▸ GIVEN TASK 1
Recast the records, from the line holding "Check that every instance of the sapling" through the end of the records, inclusive, as a numbered list with blank lines left out.

Professor Ed Laurance joined the faculty of the Monterey Institute in 1992, moving over from the nearby Naval Postgraduate School (NPS). Earlier in life, he graduated from West Point in 1960 and then served in the U.S. Army for a decade, including service in combat in Vietnam. After his discharge, he earned a master’s degree in International Relations and Public Administration from Temple University and a PhD from the University of Pennsylvania. The first-hand knowledge he gained about weapons of war during his military service became a special focus of his academic research, leading to groundbreaking work with the United Nations and a wide range of international NGOs on small arms control. During his 25 years on the Institute faculty—interrupted only by three years serving as dean of the Institute’s Graduate School of International Policy Studies (2006-2009)—Laurance saw both his daughter (Paddy Laurance MATESOL ’94) and stepdaughter (Anna McCloskey MAIEM ’14) graduate from the school where he taught. He will retire at the end of the month after serving as the faculty speaker at Winter Commencement on December 14. We sat down with Professor Laurance recently for a look back at his distinguished career.
Tell us about your military service and how it shaped your academic interests at the Naval Postgraduate School and then here at the Institute.
I graduated from West Point in 1960, and I left the Army in 1970. I served in Germany, Texas, and Vietnam, and I finished up at the height of the Vietnam War in North Philadelphia, teaching ROTC at Temple University. I soon discovered that the America I had left in 1966 had changed. The whole campus was on fire, and the leaders of the antiwar movement there were all the former soldiers — they were saying “This is what’s happening, this is what we were doing, I was there.” They were the witnesses, and they had credibility. And they left all of us alone who were wearing our uniforms on campus in the midst of all these rallies. It was an amazing time, and those experiences, plus the influence of my family, really hastened my conversion from warrior to peacebuilder, or whatever I call myself now.
I specialized in the international arms trade at NPS. When I was retiring from NPS after 20 years, I talked with Steve Baker [then dean of the Institute’s Graduate School of International Policy Studies (GSIPS)] about joining the faculty at MIIS, I told him that the arms control work I’d been doing at NPS was in my past. When I came to MIIS full time in 1992, I figured that was the end of it, but I always tell my students that doors will always open that you don’t expect. My life story is one of always walking through these doors. I have no regrets.

Location identification entries

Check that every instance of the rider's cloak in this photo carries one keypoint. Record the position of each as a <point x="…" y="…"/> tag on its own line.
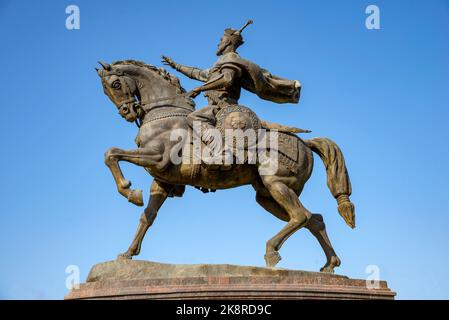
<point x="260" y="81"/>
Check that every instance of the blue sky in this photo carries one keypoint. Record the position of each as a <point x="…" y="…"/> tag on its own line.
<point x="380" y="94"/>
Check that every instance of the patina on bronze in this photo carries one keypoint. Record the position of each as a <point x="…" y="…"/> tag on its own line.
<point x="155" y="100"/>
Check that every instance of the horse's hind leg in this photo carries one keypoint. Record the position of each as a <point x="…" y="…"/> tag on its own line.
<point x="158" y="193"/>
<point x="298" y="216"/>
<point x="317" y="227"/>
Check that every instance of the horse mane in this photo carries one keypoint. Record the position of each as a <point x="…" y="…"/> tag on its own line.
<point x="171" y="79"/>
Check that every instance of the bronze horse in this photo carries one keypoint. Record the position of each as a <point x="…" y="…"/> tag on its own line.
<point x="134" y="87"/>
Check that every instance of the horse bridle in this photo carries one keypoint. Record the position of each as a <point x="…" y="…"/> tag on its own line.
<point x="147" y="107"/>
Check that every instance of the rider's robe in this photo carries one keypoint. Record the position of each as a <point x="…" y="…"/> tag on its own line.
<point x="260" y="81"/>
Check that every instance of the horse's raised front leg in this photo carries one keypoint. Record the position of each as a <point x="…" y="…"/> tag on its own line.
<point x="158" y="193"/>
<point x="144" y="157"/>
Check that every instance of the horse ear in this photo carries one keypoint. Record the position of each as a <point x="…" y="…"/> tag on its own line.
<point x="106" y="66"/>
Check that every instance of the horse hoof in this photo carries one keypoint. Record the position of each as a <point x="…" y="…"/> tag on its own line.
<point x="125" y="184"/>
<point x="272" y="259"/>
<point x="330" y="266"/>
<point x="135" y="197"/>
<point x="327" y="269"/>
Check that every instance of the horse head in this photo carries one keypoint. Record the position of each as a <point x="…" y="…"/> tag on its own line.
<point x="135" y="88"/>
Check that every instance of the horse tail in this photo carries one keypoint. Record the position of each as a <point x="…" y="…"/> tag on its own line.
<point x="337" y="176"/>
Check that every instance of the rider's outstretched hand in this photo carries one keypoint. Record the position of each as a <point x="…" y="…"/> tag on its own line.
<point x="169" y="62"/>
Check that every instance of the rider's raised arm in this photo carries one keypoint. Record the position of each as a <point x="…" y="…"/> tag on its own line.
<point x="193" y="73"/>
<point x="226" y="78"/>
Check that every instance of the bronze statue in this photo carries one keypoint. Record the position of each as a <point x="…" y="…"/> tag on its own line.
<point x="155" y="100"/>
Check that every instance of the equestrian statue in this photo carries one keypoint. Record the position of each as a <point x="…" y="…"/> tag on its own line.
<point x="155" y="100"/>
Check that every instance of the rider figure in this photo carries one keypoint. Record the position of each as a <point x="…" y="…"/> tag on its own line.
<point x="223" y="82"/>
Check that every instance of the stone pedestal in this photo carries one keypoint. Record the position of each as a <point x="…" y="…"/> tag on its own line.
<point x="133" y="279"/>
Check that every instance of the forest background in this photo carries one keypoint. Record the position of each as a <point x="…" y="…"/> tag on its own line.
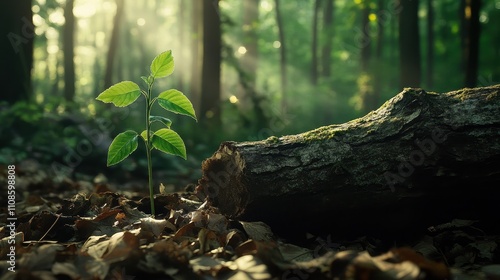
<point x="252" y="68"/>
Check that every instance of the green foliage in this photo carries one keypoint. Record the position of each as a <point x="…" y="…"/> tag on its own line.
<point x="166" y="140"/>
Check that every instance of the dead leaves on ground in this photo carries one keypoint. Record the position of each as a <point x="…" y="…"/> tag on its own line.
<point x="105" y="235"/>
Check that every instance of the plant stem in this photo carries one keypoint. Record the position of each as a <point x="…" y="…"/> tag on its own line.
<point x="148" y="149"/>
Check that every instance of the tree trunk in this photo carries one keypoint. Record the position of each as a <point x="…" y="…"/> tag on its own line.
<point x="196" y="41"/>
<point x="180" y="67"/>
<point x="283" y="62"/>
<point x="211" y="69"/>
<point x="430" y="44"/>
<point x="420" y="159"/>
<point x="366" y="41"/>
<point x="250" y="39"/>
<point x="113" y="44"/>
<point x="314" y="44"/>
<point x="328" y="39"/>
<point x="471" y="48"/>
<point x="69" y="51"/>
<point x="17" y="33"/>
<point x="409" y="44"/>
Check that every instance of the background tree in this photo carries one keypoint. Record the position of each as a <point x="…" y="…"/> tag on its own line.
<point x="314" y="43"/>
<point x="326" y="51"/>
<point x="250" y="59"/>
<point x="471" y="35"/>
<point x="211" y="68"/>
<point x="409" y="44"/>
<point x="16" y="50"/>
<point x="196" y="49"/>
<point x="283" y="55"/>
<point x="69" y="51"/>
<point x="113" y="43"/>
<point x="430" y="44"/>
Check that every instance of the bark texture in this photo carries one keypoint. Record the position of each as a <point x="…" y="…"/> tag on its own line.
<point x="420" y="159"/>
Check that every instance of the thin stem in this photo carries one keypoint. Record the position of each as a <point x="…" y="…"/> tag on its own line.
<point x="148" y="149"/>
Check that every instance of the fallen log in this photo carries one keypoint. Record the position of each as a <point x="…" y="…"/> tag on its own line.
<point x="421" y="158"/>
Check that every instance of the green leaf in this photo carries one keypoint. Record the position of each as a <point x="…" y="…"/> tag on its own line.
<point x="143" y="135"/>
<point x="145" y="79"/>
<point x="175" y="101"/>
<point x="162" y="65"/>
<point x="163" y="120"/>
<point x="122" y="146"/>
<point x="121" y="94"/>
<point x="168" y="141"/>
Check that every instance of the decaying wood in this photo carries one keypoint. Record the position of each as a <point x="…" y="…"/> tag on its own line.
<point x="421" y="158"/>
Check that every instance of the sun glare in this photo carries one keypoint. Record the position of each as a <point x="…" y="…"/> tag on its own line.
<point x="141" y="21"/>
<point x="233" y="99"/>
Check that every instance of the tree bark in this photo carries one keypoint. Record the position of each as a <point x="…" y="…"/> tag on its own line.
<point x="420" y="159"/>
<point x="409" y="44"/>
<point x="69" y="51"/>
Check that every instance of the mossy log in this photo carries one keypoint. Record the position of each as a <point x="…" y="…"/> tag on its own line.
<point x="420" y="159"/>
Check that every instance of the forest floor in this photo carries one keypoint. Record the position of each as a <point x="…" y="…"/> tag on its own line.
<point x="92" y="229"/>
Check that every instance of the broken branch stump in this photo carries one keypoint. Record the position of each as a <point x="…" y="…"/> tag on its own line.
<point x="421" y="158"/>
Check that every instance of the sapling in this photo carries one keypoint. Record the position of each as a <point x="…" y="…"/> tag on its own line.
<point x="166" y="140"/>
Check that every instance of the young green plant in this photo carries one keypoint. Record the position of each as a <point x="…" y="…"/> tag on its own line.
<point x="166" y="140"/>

▸ GIVEN TASK 2
Answer these questions about the piece on Professor Ed Laurance:
(a) Which years did Laurance spend as dean of the Graduate School of International Policy Studies?
(b) At which university was he teaching ROTC when he finished his Army service?
(c) In what year did he come to MIIS full time?

▸ RESULT 1
1. Check that every instance of the sapling in this photo carries one keypoint. Record the position of each as a <point x="…" y="…"/> tag on its own line.
2. <point x="166" y="140"/>
3. Check that every instance of the young green plant in this photo carries one keypoint. Record the position of each as a <point x="…" y="…"/> tag on its own line.
4. <point x="166" y="140"/>

▸ RESULT 2
(a) 2006-2009
(b) Temple University
(c) 1992